» **EXCERPTED TEXT**:
Homicides up 50 percent in Bibb County with a dozen killings in 2017 unsolved
There were 50 percent more homicides in Bibb County this year than in 2016.
The death toll reached 30 the morning of Dec. 21, when the body of 21-year-old Neil Patel was found in the woods near the Bloomfield Recreation Center.
“God help us,” Bibb County Coroner Leon Jones said, breaking the news to a group of reporters behind the crime scene tape that was stretched across Lions Place at Southview Drive.
“If we ever need prayer, we need it now,” he said. “This is 30. And this is Macon, you know. This ain’t Cobb County, Fulton County, DeKalb.”
There were only 13 homicides in 2014, which was the first year of the consolidated Macon-Bibb County government. Twenty people were slain here in 2016 and 28 in 2015.
Up until the afternoon of May 9, when there were 69 total killings since consolidation, only five of them remained unsolved. That was the day the manager of First Neighborhood apartments went to check on Vivian Puente-Napoles. Neighbors had not seen her in a week.
The 63-year-old was found with her neck cut in a bloody scene inside her east Macon apartment.
The killing is one of a dozen homicides in 2017 that remained unsolved near the year's end.
“We’re circling the wagons on some folks on a lot of them,” Sheriff David Davis told The Telegraph recently. “Each one of them has their elements of difficulty.”
Four people are charged with murder this year in the slayings of family members.
Tenita Shoats is charged with murder in the shooting death of her husband, Vernon Shoats Sr., inside their west Macon apartment Jan. 22. It was the county’s first homicide of the year.
Three others also would die at the hands of family members in Bibb County this year.
Oscar Freeman Jr. was shot and killed by his cousin, 55-year-old Robert Cummings, during an argument at a house on Pansy Avenue Feb. 4. On Mother's Day, May 14, 67-year-old Benny Bell Jr. shot and killed his 37-year-old daughter, Demetrice, and wounded his wife, Thelma, at their home on Lakeshore Avenue. Antwan Rutherford was shot and killed by his uncle, Darnell Stephens, in an argument at their house on John Kennedy Drive on Aug. 12.
Coincidentally, a father and son were slain just months apart from each other.
Emanuel Stroud Sr., 57, was reported missing in June, about a month before his body was found by tree trimmers on Clark Street July 13. He had been shot in the head. In September, Emanuel Stroud Jr. was among six who were shot by someone at Edwina and Walmar drives on Sept. 17. The 24-year-old died in the hospital.

» **QUESTIONS**:
A) According to the Bibb County homicide article, how many homicides were there in 2014?
B) Carry the Bibb County homicide article forward, picking up right after its final sentence.

» **SOURCE INFORMATION**:
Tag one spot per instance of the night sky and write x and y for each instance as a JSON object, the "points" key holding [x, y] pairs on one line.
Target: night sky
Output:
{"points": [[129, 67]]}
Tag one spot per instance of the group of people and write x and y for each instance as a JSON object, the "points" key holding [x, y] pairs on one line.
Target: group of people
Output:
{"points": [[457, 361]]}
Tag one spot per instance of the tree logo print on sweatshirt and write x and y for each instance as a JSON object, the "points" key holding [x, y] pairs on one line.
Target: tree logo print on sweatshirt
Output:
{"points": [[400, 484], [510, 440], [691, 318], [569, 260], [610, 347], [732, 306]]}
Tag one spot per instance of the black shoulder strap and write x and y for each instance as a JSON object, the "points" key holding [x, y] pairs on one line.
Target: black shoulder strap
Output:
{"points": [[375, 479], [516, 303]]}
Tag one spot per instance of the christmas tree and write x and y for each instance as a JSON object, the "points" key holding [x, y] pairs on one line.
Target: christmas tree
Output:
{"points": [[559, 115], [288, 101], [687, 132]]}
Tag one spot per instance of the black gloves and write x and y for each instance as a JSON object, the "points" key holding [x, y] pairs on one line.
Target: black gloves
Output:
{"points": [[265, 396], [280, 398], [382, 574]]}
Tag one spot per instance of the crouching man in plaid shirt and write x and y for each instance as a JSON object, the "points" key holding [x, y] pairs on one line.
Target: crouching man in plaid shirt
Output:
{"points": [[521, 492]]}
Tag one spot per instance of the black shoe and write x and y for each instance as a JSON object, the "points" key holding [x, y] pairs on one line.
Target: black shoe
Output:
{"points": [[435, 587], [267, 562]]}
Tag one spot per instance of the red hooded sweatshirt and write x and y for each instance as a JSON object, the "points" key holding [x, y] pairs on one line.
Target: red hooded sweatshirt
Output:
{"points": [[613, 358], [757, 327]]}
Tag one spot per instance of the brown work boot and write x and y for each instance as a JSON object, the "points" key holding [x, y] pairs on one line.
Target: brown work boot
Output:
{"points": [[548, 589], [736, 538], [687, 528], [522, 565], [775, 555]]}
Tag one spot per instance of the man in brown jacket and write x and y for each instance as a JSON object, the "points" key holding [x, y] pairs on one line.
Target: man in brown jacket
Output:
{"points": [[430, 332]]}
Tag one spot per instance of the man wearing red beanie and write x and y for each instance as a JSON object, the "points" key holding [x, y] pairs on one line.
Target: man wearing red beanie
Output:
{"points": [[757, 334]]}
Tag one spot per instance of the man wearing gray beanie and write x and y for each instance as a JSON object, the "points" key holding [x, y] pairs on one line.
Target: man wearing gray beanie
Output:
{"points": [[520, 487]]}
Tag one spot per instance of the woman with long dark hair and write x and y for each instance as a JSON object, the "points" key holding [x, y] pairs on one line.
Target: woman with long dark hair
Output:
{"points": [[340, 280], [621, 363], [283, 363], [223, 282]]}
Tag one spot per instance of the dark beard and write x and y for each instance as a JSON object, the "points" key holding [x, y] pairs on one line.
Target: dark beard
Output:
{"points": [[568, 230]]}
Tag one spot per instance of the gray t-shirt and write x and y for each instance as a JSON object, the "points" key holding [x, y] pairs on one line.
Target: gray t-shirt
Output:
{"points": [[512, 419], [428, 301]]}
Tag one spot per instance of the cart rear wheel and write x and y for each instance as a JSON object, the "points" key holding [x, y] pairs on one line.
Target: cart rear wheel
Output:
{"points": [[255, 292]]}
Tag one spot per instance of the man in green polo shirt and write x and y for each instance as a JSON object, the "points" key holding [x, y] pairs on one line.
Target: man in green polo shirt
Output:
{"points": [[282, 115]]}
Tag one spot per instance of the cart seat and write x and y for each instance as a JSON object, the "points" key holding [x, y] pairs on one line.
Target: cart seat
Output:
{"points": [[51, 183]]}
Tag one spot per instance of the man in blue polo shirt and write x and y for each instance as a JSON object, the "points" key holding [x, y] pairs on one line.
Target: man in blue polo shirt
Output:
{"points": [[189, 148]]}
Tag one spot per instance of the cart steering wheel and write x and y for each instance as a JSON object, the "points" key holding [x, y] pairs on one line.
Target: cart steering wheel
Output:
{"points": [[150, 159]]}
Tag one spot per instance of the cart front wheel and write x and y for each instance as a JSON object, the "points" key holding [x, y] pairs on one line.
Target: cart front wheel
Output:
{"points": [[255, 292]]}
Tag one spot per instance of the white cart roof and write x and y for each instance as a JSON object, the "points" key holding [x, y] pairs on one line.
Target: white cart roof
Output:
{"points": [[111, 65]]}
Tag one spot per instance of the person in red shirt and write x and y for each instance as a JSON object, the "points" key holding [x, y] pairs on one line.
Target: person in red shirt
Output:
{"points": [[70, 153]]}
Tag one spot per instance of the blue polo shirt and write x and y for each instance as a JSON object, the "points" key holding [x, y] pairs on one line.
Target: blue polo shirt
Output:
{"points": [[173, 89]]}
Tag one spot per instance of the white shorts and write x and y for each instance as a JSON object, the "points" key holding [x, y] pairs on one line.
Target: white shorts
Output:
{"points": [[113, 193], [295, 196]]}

» **EXPECTED OUTPUTS**:
A) 13

B)
Two killings are considered justifiable.
Gavin Williams stabbed his neighbor, Vivian Hughes, with a pitchfork at her home on Moncreif Road in Lizella. Williams was shot by a deputy after a SWAT standoff in which he ignored officers orders to stop. Chase Gillis, 16, was shot by a 23-year-old who told investigators Gillis had pointed a gun to his friend’s head when the three met to swap one night in July.
When asked if there was any common thread to some of the killings, the sheriff answered: guns. Guns were used to kill in all but two of the 30 homicides.
Eighteen of the victims were black men. Half of them were younger than 30. The youngest was Jayvon Sherman, the 16-year-old who was gunned down on the way to Central High School early one morning in October.
“You can say it’s a cultural situation, but I think it’s a culture of despair amongst certain individuals," the sheriff said. "They grow up in blighted communities. They grow up with not much educational opportunities, not much job opportunities. There’s like a festering level of, I guess, anxiety or anger that’s in a lot of people. It’s almost like having a constant toothache. "
The sheriff described 19-year-old Wesley Holt, who is charged with Sherman's killing, as someone who "probably has that proverbial toothache all the time."
Holt was convicted of burglary in 2015 and sentenced as a first offender.
Investigators have said Holt's motive for shooting Sherman was robbery.
"It doesn't take much for somebody to pop off," Davis said. "Then, you put a gun in their hands and it's just going to take it to another level."